Beginning at the line containing "Every instance of the white hat", output every line to the end of the data below exactly as it appears.
======== Material for this exercise
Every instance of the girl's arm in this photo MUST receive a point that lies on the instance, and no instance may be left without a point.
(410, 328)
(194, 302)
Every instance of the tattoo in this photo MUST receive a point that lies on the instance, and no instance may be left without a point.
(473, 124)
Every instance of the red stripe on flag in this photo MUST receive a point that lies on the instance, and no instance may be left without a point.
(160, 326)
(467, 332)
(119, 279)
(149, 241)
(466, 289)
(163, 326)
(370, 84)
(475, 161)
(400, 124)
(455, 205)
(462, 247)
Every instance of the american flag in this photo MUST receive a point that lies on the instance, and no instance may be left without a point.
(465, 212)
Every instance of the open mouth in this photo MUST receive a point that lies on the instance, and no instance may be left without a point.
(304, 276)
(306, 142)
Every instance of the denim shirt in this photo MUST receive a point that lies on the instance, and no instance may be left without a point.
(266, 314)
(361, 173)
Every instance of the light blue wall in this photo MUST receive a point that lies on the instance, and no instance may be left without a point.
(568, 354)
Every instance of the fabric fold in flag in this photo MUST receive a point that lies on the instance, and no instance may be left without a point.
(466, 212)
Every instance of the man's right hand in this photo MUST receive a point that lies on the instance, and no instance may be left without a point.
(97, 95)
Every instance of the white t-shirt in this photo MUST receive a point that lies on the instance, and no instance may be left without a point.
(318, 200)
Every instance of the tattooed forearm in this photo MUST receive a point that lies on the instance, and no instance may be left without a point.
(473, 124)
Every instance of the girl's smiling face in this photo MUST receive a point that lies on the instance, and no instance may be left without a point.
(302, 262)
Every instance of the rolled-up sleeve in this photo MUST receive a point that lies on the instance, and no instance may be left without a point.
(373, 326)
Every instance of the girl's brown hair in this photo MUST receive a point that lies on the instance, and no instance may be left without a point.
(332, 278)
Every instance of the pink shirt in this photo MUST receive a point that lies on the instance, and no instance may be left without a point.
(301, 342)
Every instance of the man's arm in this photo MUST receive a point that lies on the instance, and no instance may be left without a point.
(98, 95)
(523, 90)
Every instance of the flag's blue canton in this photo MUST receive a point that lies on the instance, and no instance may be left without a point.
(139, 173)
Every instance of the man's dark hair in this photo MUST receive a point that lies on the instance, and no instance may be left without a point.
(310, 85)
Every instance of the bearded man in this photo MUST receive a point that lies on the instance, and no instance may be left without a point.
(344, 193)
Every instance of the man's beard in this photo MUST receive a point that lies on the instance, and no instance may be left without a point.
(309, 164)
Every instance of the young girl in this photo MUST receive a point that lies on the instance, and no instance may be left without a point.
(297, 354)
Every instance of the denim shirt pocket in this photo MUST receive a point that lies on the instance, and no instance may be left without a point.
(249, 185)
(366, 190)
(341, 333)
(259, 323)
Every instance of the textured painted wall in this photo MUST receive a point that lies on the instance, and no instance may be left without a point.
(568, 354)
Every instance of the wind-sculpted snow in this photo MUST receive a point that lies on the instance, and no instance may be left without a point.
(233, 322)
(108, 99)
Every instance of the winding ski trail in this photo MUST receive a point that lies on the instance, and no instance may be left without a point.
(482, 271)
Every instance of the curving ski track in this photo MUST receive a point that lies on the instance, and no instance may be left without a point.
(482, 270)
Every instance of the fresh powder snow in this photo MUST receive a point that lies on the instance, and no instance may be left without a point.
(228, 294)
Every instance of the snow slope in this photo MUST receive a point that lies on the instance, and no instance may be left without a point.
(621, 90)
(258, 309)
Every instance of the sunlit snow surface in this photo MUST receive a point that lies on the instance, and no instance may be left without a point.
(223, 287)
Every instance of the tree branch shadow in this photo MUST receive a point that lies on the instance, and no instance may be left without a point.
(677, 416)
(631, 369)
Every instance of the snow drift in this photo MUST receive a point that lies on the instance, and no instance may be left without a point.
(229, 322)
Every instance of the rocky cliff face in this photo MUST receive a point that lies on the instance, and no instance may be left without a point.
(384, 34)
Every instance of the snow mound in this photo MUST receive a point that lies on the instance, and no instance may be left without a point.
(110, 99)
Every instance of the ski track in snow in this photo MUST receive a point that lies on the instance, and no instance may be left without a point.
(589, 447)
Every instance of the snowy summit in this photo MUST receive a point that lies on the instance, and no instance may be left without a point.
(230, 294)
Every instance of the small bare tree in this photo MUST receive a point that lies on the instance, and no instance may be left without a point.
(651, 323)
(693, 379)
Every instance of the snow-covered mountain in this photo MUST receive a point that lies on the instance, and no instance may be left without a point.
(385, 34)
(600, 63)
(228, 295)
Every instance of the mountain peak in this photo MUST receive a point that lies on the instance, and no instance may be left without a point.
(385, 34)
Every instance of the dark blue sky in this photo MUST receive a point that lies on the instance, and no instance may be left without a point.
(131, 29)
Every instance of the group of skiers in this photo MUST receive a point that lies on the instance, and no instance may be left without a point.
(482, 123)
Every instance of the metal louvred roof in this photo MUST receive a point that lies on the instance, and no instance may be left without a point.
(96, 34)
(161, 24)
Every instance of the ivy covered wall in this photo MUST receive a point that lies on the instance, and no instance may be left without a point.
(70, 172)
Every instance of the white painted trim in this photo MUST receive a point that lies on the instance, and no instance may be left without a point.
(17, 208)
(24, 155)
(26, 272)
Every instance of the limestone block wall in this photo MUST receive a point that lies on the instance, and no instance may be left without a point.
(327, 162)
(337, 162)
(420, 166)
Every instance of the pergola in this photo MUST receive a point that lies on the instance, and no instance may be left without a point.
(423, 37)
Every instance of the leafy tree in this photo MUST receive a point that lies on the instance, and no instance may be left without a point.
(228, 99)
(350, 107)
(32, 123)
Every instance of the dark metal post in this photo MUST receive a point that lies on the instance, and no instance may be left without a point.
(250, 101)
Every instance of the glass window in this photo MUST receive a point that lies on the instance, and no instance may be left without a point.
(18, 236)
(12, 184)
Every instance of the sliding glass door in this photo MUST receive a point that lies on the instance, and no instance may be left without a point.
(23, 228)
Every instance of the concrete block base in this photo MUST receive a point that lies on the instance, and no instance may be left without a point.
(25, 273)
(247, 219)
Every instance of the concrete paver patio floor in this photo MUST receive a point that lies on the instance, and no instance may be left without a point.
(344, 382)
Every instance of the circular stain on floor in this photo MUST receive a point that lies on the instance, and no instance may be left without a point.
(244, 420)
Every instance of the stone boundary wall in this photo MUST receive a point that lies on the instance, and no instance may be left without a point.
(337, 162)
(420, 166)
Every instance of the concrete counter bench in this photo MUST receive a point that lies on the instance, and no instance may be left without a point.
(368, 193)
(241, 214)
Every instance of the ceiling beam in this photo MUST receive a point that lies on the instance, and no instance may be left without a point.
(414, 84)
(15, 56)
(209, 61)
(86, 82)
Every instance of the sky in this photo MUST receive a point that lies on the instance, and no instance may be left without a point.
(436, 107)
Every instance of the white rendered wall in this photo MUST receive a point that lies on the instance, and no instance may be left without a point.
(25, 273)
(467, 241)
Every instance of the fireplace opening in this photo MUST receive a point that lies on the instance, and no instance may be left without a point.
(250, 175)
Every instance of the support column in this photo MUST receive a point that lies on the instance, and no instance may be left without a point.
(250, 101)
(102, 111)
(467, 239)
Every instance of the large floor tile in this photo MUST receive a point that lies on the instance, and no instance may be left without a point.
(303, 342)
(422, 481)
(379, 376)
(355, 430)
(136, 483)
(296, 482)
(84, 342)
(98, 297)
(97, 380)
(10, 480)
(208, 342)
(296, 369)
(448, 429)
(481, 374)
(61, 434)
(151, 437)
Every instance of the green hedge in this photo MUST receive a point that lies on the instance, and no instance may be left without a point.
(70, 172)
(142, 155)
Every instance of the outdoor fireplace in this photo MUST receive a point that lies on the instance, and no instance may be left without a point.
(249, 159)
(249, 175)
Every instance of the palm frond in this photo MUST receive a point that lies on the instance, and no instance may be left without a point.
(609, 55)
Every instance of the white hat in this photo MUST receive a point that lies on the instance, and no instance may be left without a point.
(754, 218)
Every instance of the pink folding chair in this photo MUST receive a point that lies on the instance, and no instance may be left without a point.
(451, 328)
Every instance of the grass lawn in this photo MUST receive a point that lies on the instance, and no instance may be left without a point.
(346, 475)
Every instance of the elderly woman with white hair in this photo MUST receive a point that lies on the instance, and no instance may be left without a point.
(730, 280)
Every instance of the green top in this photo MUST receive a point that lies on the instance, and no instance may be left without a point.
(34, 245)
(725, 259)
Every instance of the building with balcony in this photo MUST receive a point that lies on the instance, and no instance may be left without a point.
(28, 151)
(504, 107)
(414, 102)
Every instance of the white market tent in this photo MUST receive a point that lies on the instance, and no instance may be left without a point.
================
-- Solution for this task --
Every instance of the white hat in this photo MUST receive a point that lies on the instance, and no instance may be left without a point.
(754, 218)
Every instance of the pink folding chair in this photo MUST receive a point that lies on the instance, and no instance may be left without a point.
(451, 328)
Every instance of the grass lawn in this photo MUST receive a point that lies on the instance, and no instance may be left without a point.
(346, 475)
Every instance of the elderly woman with white hair in this photo MUST receive a point that lies on the instance, and no instance may be left without a point.
(730, 280)
Every instance of the green top in this photo MUST receive a point that lies on the instance, and no instance may be left without a point.
(34, 245)
(725, 259)
Every instance of the building with balcony in this photo MUST receive a point that lies on the instance, and no instance may be left without a point.
(28, 151)
(504, 107)
(414, 102)
Every instance of the white market tent in this photo MUST receive a point that lies on the instance, and no instance may be left without a point.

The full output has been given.